#### [THE DATA]
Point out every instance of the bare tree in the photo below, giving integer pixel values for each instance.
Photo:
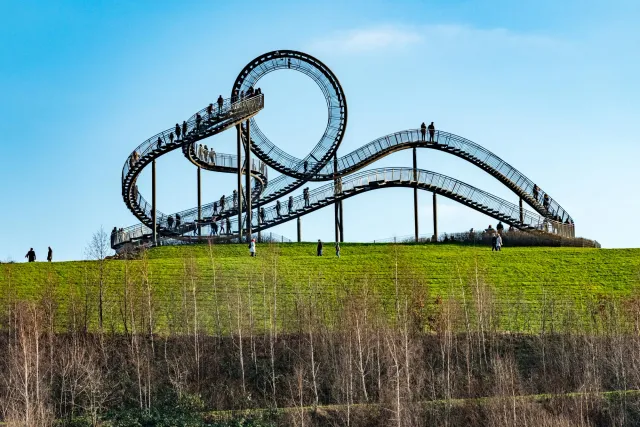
(98, 250)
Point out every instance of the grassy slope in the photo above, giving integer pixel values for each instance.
(515, 275)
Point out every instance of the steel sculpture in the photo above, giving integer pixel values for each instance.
(344, 174)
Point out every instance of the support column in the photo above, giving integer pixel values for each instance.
(341, 218)
(258, 220)
(239, 147)
(521, 212)
(154, 208)
(335, 194)
(247, 160)
(199, 201)
(435, 217)
(415, 195)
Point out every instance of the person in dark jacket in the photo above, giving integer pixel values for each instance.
(220, 104)
(31, 255)
(432, 132)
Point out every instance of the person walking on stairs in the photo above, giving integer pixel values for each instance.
(220, 104)
(432, 132)
(252, 247)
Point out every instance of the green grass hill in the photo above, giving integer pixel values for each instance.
(214, 282)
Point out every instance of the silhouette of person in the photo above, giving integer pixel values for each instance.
(305, 193)
(220, 104)
(31, 255)
(432, 132)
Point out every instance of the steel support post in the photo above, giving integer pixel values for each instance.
(258, 220)
(239, 146)
(336, 191)
(154, 208)
(415, 194)
(435, 218)
(247, 159)
(199, 201)
(341, 217)
(521, 212)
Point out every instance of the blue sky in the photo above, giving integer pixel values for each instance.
(551, 87)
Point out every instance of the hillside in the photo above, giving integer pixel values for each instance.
(174, 281)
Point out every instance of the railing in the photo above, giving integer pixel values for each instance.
(336, 104)
(229, 113)
(450, 187)
(470, 150)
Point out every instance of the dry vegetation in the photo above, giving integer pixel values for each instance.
(384, 345)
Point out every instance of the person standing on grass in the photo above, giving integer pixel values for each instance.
(252, 247)
(31, 255)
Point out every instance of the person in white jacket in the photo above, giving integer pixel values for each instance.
(252, 247)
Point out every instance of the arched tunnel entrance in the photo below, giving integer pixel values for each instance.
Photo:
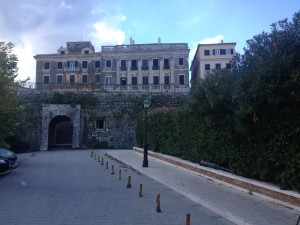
(60, 134)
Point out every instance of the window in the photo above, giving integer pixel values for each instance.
(108, 63)
(181, 79)
(228, 66)
(123, 65)
(97, 64)
(145, 64)
(166, 64)
(84, 64)
(59, 65)
(46, 65)
(84, 78)
(134, 80)
(97, 78)
(145, 80)
(123, 80)
(100, 123)
(206, 52)
(155, 64)
(156, 80)
(180, 61)
(108, 80)
(46, 79)
(134, 64)
(216, 52)
(72, 79)
(72, 65)
(59, 79)
(167, 80)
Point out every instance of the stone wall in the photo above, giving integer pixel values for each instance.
(118, 112)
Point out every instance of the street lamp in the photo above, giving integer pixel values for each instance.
(146, 106)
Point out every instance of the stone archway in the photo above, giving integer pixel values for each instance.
(60, 126)
(60, 133)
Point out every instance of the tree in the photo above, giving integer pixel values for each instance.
(9, 105)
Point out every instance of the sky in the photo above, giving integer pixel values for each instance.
(42, 26)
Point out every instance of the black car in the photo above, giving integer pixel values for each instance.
(4, 166)
(9, 155)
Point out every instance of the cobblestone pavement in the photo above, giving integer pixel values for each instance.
(72, 188)
(231, 203)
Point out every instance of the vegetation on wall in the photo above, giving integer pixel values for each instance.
(247, 119)
(9, 104)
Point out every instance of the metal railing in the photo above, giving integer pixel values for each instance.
(94, 87)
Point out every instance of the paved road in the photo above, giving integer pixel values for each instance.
(72, 188)
(235, 205)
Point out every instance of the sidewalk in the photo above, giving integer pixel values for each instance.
(231, 203)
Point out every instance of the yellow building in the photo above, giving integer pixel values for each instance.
(209, 57)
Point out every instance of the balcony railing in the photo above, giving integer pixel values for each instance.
(94, 87)
(71, 69)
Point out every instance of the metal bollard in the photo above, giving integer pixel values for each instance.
(298, 220)
(158, 202)
(112, 169)
(120, 175)
(141, 190)
(129, 182)
(188, 219)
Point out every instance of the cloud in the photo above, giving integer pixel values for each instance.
(213, 40)
(105, 35)
(207, 40)
(42, 26)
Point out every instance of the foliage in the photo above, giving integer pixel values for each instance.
(86, 100)
(247, 119)
(9, 105)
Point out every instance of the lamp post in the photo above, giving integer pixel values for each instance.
(145, 161)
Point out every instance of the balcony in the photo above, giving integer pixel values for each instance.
(71, 69)
(97, 87)
(133, 68)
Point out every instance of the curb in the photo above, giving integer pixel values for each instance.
(287, 198)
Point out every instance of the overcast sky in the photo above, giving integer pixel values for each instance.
(42, 26)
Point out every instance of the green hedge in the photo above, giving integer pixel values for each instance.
(247, 119)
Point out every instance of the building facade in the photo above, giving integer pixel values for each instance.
(209, 57)
(158, 67)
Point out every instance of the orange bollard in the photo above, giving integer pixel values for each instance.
(188, 219)
(158, 202)
(112, 169)
(141, 190)
(129, 182)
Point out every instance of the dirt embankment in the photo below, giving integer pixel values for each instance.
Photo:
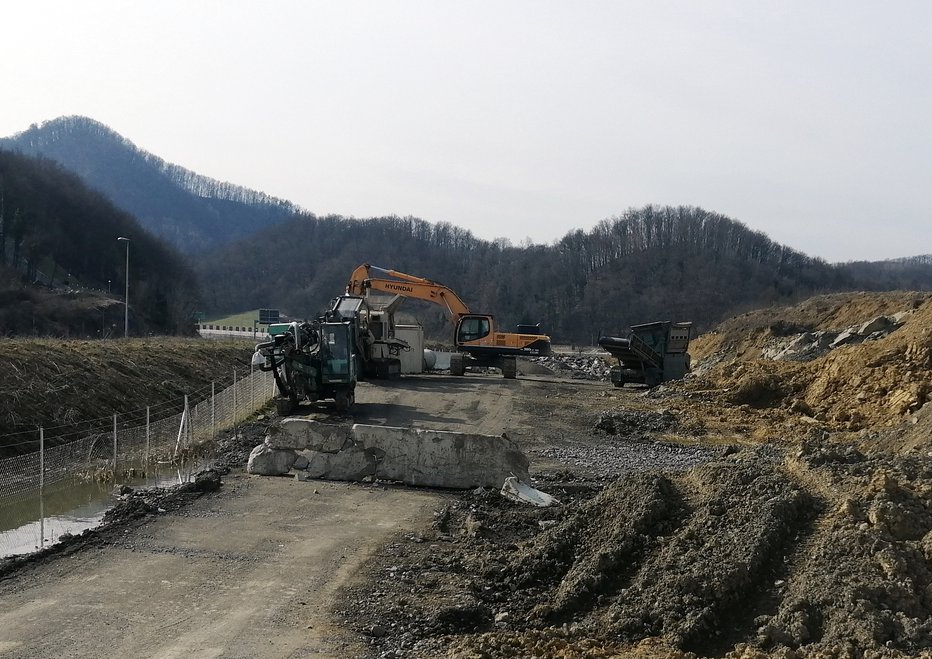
(825, 554)
(860, 387)
(63, 385)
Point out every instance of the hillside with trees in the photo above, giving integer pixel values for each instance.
(190, 211)
(652, 263)
(62, 270)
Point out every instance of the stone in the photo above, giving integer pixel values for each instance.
(267, 461)
(207, 480)
(845, 338)
(877, 324)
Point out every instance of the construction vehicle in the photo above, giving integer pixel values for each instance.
(378, 350)
(651, 353)
(311, 360)
(475, 337)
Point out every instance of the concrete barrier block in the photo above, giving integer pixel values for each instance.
(351, 464)
(437, 458)
(300, 434)
(267, 461)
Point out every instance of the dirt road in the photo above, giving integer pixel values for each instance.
(251, 571)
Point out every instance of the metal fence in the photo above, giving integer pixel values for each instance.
(136, 444)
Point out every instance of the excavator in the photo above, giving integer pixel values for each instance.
(476, 338)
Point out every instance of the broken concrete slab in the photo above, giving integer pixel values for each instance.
(519, 492)
(430, 458)
(297, 433)
(877, 324)
(267, 461)
(438, 458)
(352, 463)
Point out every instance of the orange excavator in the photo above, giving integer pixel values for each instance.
(476, 338)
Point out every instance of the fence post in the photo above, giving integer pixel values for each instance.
(114, 449)
(234, 402)
(213, 411)
(41, 487)
(146, 463)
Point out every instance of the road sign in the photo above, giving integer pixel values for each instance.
(268, 316)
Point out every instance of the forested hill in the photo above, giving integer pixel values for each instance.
(653, 263)
(59, 250)
(190, 211)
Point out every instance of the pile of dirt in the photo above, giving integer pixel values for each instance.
(874, 384)
(61, 385)
(825, 553)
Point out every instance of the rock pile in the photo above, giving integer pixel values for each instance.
(577, 366)
(805, 346)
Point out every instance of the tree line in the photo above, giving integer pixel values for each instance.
(650, 263)
(56, 233)
(190, 211)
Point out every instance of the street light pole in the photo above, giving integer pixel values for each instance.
(126, 295)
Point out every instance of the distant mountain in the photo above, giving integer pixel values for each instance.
(192, 212)
(62, 269)
(652, 263)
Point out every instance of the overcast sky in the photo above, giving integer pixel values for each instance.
(810, 121)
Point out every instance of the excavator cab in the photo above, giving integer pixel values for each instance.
(473, 328)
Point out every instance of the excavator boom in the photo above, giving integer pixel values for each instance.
(475, 334)
(369, 277)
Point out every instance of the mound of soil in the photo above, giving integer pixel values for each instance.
(826, 553)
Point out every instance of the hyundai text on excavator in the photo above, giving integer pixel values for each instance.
(476, 338)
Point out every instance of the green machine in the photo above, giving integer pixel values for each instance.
(310, 360)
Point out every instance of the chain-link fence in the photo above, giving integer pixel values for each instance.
(155, 443)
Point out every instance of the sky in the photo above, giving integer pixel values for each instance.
(525, 120)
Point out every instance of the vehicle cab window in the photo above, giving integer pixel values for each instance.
(472, 329)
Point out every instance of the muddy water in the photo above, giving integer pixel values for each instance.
(33, 522)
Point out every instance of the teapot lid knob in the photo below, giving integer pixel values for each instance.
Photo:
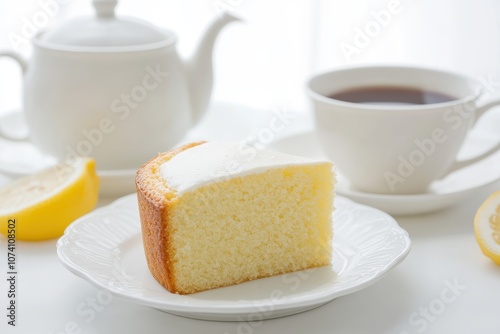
(105, 8)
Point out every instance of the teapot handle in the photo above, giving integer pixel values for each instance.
(24, 65)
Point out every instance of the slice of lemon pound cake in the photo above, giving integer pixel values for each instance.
(216, 214)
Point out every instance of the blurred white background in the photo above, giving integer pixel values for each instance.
(264, 62)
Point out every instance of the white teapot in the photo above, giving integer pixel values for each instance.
(113, 88)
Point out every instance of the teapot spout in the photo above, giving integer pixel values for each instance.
(199, 67)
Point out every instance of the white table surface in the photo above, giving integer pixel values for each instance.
(413, 298)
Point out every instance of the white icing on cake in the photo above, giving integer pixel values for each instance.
(217, 161)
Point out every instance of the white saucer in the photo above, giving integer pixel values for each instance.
(105, 248)
(443, 193)
(20, 158)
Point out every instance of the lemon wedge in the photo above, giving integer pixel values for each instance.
(41, 206)
(487, 227)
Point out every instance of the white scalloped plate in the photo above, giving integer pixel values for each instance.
(105, 248)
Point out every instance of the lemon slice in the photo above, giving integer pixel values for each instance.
(487, 227)
(41, 206)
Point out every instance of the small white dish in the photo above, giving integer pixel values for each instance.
(105, 248)
(442, 194)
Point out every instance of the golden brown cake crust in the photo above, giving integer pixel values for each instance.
(154, 199)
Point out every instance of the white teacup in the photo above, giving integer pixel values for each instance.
(396, 148)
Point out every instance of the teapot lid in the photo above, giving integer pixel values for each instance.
(105, 30)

#### [DO THIS]
Write out only the final block of lines, starting at the line with "Point out every instance of the white saucer" and running to the end of the material.

#### [TASK OUTPUT]
Point out every instance of the white saucer in the photo above, giving integer pixel values for each instance.
(105, 248)
(443, 193)
(20, 158)
Point out every instance of the lemon wedge in the photo above, giving integer pixel values for each instance.
(41, 206)
(487, 227)
Point out every instance of the white scalloped plate in the photo above, giving integer pixel values for each instance.
(105, 248)
Point out every instance of the lemon slice in the photo above, giving integer pixel values for each instance.
(487, 227)
(41, 206)
Point out every instance of the small white dish in the photo above, giving integer pixel values for each instance.
(105, 248)
(442, 194)
Point out every instance of the golden brown cake crust in the photo above, giving integer pixel values for each instance.
(154, 199)
Point out every instance of the white teacup in the photo above, giving integer pixel values for each instance.
(396, 148)
Point out every instance of the teapot lid in the photo above, giving integer pixel values for each instance.
(105, 30)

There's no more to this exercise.